Passage shown START

Learned borrowing from Latin manūmittere, from pre-Classical Latin manū ēmittere (literally send out from one’s hand).

Pronunciation

Verb

manumit (third-person singular simple present manumits, present participle manumitting, simple past and past participle manumitted)

  1. To release from slavery, to free.
    Synonyms: emancipate, liberate
    • 1610 (first performance), Ben[jamin] Jonson, The Alchemist, London: Thomas Snodham, for Walter Burre, and are to be sold by Iohn Stepneth, , published 1612, →OCLC; reprinted Menston, Yorkshire: The Scolar Press, 1970, →OCLC, Act II, scene ii:
      [] Lungs, I will manumit thee from the Fornace; / I will reſtore thee thy complexion, Puffe, / Lost in the embers; and repayre this brayne, / Hurt with the fume o'the Mettalls.
    • 1842 February 22, Abraham Lincoln, “Address Before the Springfield Washingtonian Temperance Society”, in Arthur Brooks Lapsley, editor, The Papers and Writings of Abraham Lincoln:
      Turn now to the temperance revolution. In it we shall find a stronger bondage broken, a viler slavery manumitted, a greater tyrant deposed; in it, more of want supplied, more disease healed, more sorrow assuaged.
    • 1867, John Lord, The Old Roman World: the Grandeur and Failure of Its Civilization:
      Persons taken in war were considered at the absolute control of their captors, and were therefore, de facto, slaves; and the children of a female slave followed the condition of their mother, and belonged to her master. But masters could manumit their slaves, who thus became Roman citizens, with some restrictions.
    • 1985, Anthony Burgess, Kingdom of the Wicked, Arbor House Publishing:
      Ruth wept much but Sara set her beauty to a fierce grimness which, even when, as you shall hear later, she was manumitted, she never entirely lost.

Passage shown END
Dataset entries START

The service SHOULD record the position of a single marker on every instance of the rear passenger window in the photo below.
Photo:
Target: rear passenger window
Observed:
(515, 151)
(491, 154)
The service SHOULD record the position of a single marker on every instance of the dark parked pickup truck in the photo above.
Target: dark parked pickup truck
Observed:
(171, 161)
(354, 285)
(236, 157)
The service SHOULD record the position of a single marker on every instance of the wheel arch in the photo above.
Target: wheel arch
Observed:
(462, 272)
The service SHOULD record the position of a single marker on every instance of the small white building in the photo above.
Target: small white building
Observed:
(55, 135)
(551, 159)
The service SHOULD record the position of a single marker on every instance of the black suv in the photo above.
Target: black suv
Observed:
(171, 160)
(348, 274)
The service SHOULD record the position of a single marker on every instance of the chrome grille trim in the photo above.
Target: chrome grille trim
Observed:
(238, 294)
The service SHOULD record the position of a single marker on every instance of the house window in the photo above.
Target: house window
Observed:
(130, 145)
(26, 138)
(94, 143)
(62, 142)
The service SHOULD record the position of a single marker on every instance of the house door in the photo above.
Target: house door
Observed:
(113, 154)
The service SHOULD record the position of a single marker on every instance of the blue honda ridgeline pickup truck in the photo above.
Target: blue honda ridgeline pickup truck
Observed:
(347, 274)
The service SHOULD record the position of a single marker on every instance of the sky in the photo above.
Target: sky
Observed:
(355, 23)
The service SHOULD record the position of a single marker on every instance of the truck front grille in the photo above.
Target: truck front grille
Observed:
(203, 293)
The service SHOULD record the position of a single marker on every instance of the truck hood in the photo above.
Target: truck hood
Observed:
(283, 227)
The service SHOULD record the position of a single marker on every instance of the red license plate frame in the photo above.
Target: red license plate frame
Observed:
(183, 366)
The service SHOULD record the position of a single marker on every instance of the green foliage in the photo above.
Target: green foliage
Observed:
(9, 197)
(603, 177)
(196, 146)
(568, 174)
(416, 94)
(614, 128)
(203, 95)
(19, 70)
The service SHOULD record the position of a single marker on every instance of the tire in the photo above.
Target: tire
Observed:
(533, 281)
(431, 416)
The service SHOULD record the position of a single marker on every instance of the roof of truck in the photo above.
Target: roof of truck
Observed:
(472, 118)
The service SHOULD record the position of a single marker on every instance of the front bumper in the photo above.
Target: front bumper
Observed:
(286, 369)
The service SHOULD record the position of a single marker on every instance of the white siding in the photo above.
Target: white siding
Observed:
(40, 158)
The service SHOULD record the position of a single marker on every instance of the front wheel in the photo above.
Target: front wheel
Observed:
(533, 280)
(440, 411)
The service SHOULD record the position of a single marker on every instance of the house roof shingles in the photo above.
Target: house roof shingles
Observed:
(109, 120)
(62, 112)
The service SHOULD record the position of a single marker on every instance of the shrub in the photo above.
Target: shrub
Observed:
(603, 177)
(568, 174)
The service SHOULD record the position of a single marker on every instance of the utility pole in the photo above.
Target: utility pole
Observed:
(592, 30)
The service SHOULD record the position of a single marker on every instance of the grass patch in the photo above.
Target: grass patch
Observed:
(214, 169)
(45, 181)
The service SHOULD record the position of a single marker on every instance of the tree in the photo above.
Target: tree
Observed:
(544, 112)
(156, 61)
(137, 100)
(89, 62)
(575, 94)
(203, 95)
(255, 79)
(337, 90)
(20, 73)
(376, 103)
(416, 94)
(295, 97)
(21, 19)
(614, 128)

Dataset entries END

Tasks to complete:
1: Set down the part of the entry on "manumit" starting at "Synonyms: emancipate, liberate" and ending at "more sorrow assuaged.", word for word.
2: Summarize the entry on "manumit" in two sentences.
None of the data records figure in what is asked here.

Outputs in order:
1:
Synonyms: emancipate, liberate
    • 1610 (first performance), Ben[jamin] Jonson, The Alchemist, London: Thomas Snodham, for Walter Burre, and are to be sold by Iohn Stepneth, , published 1612, →OCLC; reprinted Menston, Yorkshire: The Scolar Press, 1970, →OCLC, Act II, scene ii:
      [] Lungs, I will manumit thee from the Fornace; / I will reſtore thee thy complexion, Puffe, / Lost in the embers; and repayre this brayne, / Hurt with the fume o'the Mettalls.
    • 1842 February 22, Abraham Lincoln, “Address Before the Springfield Washingtonian Temperance Society”, in Arthur Brooks Lapsley, editor, The Papers and Writings of Abraham Lincoln:
      Turn now to the temperance revolution. In it we shall find a stronger bondage broken, a viler slavery manumitted, a greater tyrant deposed; in it, more of want supplied, more disease healed, more sorrow assuaged.

2: "Manumit" is a verb meaning to release from slavery or to free, with the synonyms emancipate and liberate. It is a learned borrowing from Latin manūmittere, from pre-Classical Latin manū ēmittere ("send out from one's hand"), and the entry illustrates it with quotations from Ben Jonson's The Alchemist, an 1842 address by Abraham Lincoln, John Lord's The Old Roman World, and Anthony Burgess's Kingdom of the Wicked.